# Things to do
A. List every equation that the policy-gradient excerpt sets apart on its own line, copying each one in the LaTeX form it has there.
B. Answer these questions from the policy-gradient excerpt:
(i) What range of values does the excerpt give for the discount rate $\gamma$?
(ii) What are the number and title of the theorem it states?
(iii) According to the last sentence, what does the state distribution $\rho_\pi$ represent?
C. Continue the policy-gradient excerpt, picking up right after its final sentence.

# Extract
Next we will show the metrics average one-step reward $\bar{r}_\pi$ and average state value $\bar{v}_\pi$ is equivalent. When discounted rate $\gamma\in[0,1)$ is given, that

$\textcolor{blue}{\bar{r}_\pi = (1-\gamma)\bar{v}_\pi}$

Proof, note that $\bar{v}_\pi(\theta)=d^T_\pi v_\pi$ and $\bar{r}=d^T_\pi r_\pi$ , where $v_\pi$ and $r_\pi$ statisfy the Bellman equation $v_\pi=r_\pi + \gamma P_\pi v_\pi$ . Then multiplying $d_\pi^T$ on the both left sides of the Bellman equation gives

$\bar{v}_\pi = \bar{r}_\pi + \gamma d^T_\pi P_\pi v_\pi = \bar{r}_\pi + \gamma d^T_\pi v_\pi = \bar{r}_\pi + \gamma \bar{v}_\pi$

which implies $\bar{r}_\pi = (1-\gamma)\bar{v}_\pi$ .

Theorem 9.2 (Gradient of $v_\pi(s_0)$ in the discounted case). In the discounted case where $\gamma \in [0,1)$ , the gradients of $v_\pi(s_0)$ is

$\nabla_\theta v_\pi(s_0) = \mathbb{E}[\nabla_\theta \ln \pi(A|S, \theta)q_\pi(S,A)]$

where $\sim \rho_\pi$ and $\sim \pi(s,\theta)$ . Here, the state distribution $\rho_\pi$ is

$\rho_\pi(s) = \Pr_\pi (s|s_0) = \sum_{k=0} \gamma^k \Pr (s_0\to s, k, \pi) = [(I_n - \gamma P_\pi)^{-1}]_{s_0,s}$

which is the discounted total probability transiting from $s_0$ to $s$ under policy $\pi$ .

Entries on locating named things:
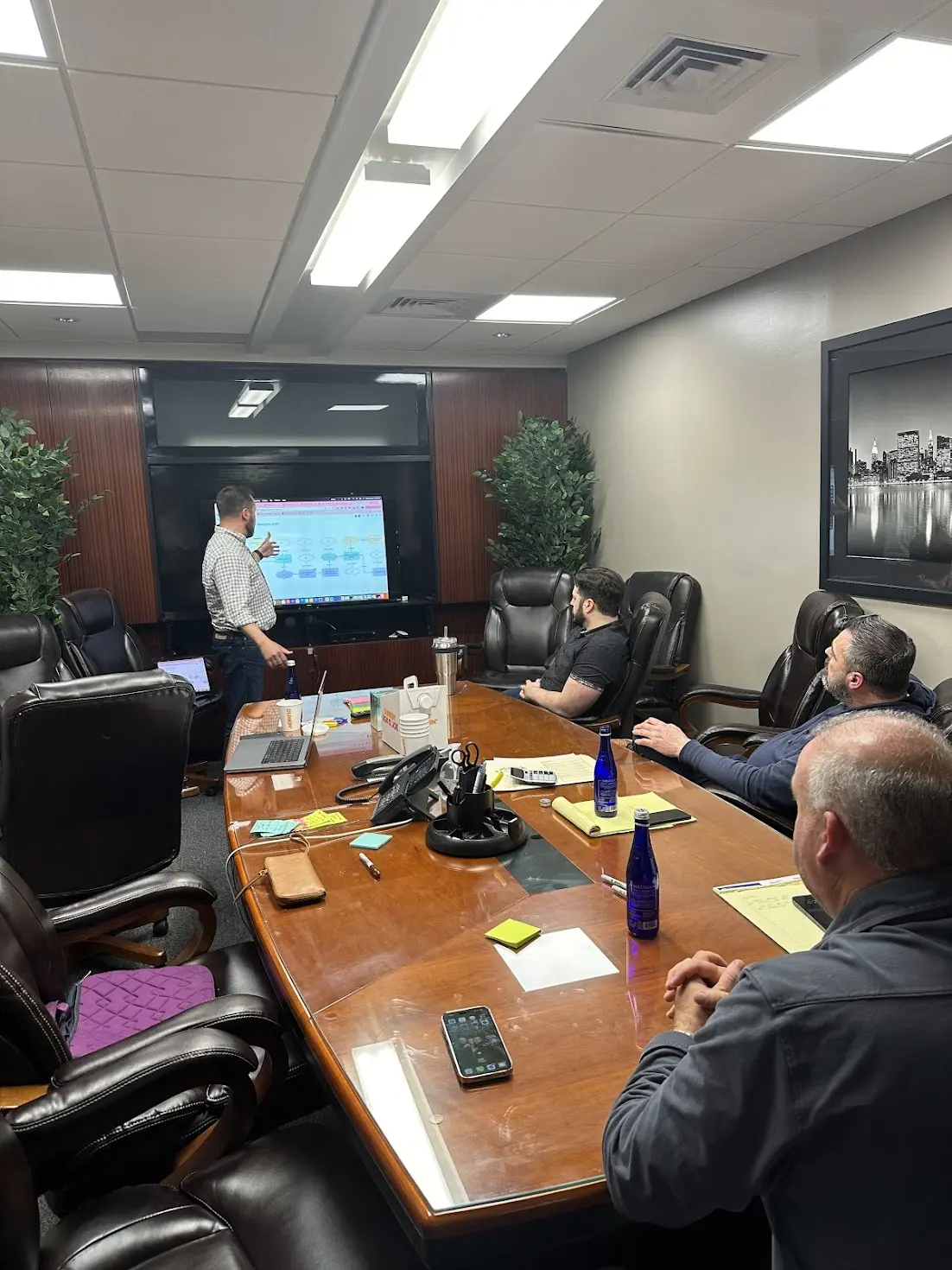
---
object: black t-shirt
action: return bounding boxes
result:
[541,619,628,714]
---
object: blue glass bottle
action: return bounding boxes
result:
[625,806,660,940]
[595,722,619,818]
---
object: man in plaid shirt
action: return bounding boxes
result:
[202,486,289,735]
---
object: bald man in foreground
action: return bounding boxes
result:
[603,711,952,1270]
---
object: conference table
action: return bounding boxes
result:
[225,683,792,1267]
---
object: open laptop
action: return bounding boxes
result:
[225,670,327,776]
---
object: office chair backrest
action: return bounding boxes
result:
[54,587,155,678]
[484,569,574,676]
[759,591,863,727]
[0,613,70,702]
[588,591,671,737]
[0,670,194,903]
[622,569,701,665]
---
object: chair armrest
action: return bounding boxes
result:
[51,994,284,1089]
[6,1029,257,1194]
[678,683,760,733]
[49,873,219,962]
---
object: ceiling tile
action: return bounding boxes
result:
[571,212,769,270]
[338,314,466,352]
[0,226,116,273]
[95,170,301,240]
[116,233,281,334]
[54,0,372,95]
[71,73,333,184]
[519,258,676,296]
[476,124,721,212]
[795,155,952,229]
[0,65,85,168]
[429,200,616,260]
[704,222,855,270]
[390,251,549,296]
[0,162,103,230]
[0,305,136,344]
[641,149,882,221]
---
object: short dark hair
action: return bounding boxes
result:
[575,565,625,617]
[214,486,255,521]
[844,613,915,697]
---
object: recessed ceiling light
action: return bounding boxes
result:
[750,37,952,156]
[476,296,616,327]
[0,270,122,306]
[0,0,46,57]
[327,403,387,411]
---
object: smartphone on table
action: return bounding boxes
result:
[443,1006,513,1084]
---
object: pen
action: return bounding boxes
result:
[357,851,379,881]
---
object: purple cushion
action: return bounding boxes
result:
[70,965,214,1058]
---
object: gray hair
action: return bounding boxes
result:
[805,710,952,873]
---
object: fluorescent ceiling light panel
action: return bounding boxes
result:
[0,0,47,57]
[311,168,436,287]
[476,296,616,327]
[750,38,952,155]
[0,270,122,306]
[387,0,601,149]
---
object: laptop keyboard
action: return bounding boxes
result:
[262,740,301,763]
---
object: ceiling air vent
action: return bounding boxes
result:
[606,35,790,114]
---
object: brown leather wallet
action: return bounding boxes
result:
[264,851,327,908]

# Expected responses
A.
$\textcolor{blue}{\bar{r}_\pi = (1-\gamma)\bar{v}_\pi}$

$\bar{v}_\pi = \bar{r}_\pi + \gamma d^T_\pi P_\pi v_\pi = \bar{r}_\pi + \gamma d^T_\pi v_\pi = \bar{r}_\pi + \gamma \bar{v}_\pi$

$\nabla_\theta v_\pi(s_0) = \mathbb{E}[\nabla_\theta \ln \pi(A|S, \theta)q_\pi(S,A)]$

$\rho_\pi(s) = \Pr_\pi (s|s_0) = \sum_{k=0} \gamma^k \Pr (s_0\to s, k, \pi) = [(I_n - \gamma P_\pi)^{-1}]_{s_0,s}$

B.
(i) $\gamma \in [0,1)$
(ii) Theorem 9.2, "Gradient of $v_\pi(s_0)$ in the discounted case"
(iii) The discounted total probability of transiting from $s_0$ to $s$ under policy $\pi$

C.
Theorem 9.3 (Gradient of $\bar{v}_\pi$ and $\bar{r}_\pi$ in the discounted case). In the discounted case where $\gamma \in [0,1)$ , the gradients of $\bar{v}_\pi$ and $\bar{r}_\pi$ are, respectively,

$\begin{aligned} \nabla_\theta \bar{v}_\pi & \approx \frac{1}{1-\gamma} \sum_s d_\pi(s) \sum_a \nabla_\theta \pi(a|s,\theta) q_\pi(s,a) \\ \nabla_\theta \bar{r}_\pi & \approx \sum_s d_\pi(s) \sum_a \nabla_\theta \pi(a|s,\theta) q_\pi(s,a) \end{aligned}$

where the approximations are more accurate when $\gamma$ is closer to $1$ .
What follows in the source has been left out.